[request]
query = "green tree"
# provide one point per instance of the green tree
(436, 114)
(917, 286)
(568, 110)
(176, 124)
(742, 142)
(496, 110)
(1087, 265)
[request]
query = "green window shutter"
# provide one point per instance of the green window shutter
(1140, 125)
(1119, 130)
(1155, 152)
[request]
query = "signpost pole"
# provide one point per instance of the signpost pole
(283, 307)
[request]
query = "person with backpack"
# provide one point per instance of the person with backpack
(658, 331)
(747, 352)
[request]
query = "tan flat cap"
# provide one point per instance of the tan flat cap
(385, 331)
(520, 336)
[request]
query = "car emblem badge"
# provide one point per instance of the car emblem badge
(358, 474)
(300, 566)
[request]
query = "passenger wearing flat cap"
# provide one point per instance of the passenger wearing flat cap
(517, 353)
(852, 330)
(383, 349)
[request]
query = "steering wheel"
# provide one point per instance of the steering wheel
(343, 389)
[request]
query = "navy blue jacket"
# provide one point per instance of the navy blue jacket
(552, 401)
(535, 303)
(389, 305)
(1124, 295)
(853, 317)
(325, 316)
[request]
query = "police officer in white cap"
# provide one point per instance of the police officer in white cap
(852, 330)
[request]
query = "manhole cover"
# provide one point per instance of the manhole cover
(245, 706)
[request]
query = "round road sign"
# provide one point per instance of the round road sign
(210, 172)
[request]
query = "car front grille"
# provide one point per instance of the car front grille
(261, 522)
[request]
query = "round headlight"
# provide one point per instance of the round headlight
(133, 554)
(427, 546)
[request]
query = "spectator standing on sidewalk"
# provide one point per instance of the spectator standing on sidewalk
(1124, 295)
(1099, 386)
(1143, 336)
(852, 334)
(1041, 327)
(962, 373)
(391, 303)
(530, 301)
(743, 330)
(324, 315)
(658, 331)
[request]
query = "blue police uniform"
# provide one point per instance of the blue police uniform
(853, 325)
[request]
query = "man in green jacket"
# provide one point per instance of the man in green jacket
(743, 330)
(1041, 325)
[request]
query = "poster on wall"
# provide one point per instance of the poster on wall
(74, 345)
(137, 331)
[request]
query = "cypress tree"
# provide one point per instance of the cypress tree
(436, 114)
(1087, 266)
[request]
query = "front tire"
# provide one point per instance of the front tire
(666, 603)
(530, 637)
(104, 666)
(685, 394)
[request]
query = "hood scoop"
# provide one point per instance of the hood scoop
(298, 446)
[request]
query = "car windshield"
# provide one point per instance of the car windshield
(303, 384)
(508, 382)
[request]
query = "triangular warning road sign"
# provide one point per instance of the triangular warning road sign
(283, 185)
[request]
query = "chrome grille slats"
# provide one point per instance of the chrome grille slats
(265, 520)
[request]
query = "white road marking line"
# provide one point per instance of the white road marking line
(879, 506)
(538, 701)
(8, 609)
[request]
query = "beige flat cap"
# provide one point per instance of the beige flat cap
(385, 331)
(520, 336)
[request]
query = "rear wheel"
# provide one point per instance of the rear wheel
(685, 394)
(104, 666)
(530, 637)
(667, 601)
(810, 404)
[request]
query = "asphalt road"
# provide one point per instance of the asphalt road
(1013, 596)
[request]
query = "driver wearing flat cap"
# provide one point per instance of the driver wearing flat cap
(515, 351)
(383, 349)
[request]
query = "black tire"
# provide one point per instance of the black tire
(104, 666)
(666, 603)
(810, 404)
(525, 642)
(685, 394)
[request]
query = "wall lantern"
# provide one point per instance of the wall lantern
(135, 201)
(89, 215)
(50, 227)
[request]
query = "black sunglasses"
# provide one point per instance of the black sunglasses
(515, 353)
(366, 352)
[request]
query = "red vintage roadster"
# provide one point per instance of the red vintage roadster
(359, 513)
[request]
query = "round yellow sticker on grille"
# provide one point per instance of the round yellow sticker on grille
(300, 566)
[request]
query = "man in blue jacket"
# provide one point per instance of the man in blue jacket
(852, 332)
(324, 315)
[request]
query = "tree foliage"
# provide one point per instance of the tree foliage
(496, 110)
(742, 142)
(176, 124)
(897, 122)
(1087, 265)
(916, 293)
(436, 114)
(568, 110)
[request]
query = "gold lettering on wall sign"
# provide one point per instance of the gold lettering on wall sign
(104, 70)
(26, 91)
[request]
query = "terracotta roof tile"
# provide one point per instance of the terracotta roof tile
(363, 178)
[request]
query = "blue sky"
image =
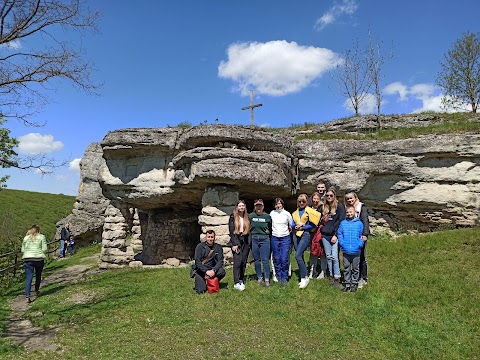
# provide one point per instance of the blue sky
(166, 62)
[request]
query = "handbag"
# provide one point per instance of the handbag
(193, 269)
(213, 285)
(316, 248)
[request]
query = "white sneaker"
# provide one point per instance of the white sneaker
(304, 282)
(239, 287)
(361, 284)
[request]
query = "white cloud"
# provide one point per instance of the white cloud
(396, 87)
(74, 165)
(338, 9)
(35, 144)
(422, 90)
(368, 105)
(275, 68)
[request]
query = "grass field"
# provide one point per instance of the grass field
(19, 210)
(422, 302)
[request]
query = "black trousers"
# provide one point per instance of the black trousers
(240, 261)
(201, 283)
(364, 263)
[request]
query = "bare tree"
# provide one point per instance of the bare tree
(376, 60)
(353, 77)
(460, 74)
(33, 56)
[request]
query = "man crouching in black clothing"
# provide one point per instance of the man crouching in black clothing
(209, 262)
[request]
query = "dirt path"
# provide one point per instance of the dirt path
(22, 331)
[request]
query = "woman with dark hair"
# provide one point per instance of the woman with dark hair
(317, 204)
(351, 198)
(281, 228)
(333, 213)
(305, 219)
(34, 249)
(239, 227)
(261, 231)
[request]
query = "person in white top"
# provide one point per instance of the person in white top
(281, 229)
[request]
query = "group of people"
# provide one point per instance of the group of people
(340, 225)
(34, 252)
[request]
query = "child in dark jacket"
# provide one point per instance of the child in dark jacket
(351, 243)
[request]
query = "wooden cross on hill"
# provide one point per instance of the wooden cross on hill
(251, 107)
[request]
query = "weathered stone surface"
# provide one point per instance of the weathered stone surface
(213, 220)
(162, 188)
(213, 211)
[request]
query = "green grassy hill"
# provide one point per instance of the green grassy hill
(422, 302)
(19, 210)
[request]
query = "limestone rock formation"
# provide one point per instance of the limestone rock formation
(150, 194)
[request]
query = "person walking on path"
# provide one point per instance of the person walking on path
(34, 250)
(64, 237)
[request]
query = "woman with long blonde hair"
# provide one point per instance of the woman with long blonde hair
(239, 228)
(333, 213)
(34, 249)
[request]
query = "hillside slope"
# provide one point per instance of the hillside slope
(19, 210)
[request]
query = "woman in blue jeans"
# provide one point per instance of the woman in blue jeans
(305, 219)
(333, 213)
(34, 249)
(261, 225)
(281, 229)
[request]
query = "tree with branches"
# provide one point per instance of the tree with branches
(352, 76)
(33, 56)
(459, 77)
(376, 60)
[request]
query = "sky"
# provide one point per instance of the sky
(162, 63)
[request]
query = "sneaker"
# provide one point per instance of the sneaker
(304, 282)
(336, 283)
(239, 287)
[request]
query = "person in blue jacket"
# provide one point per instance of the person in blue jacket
(351, 242)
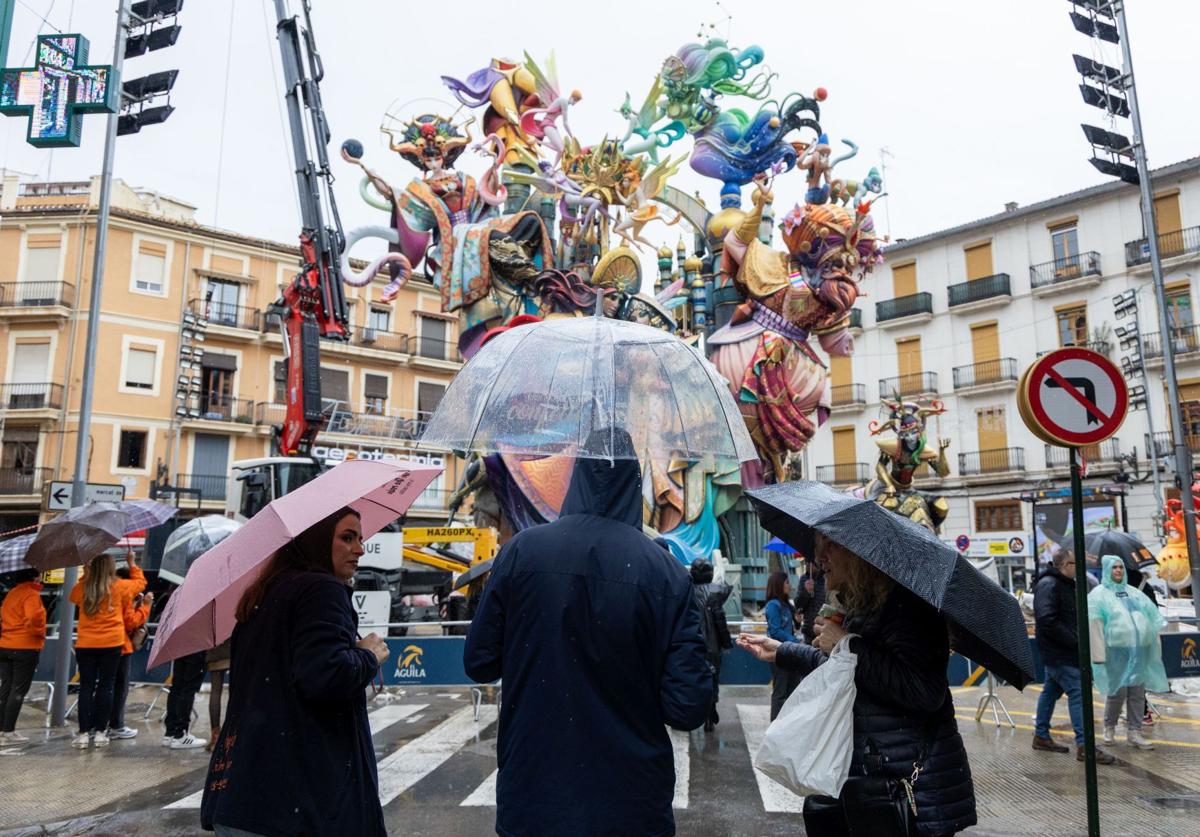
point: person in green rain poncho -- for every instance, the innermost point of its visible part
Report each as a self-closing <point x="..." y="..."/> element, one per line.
<point x="1129" y="662"/>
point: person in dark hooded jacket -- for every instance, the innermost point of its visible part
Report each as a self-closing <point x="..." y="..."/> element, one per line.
<point x="595" y="632"/>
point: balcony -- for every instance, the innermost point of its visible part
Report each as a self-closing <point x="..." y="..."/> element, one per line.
****************
Activity: The lines you need are those holding the word "part"; copy each of them from the material above.

Solution to this exercise:
point: person in green rain poncho -- for every instance, the innermost point of its visible part
point: person in dark hooded jacket -- for every instance, the innermost point of its visible part
point: balcony -- for every instance, the innermost point of its visible part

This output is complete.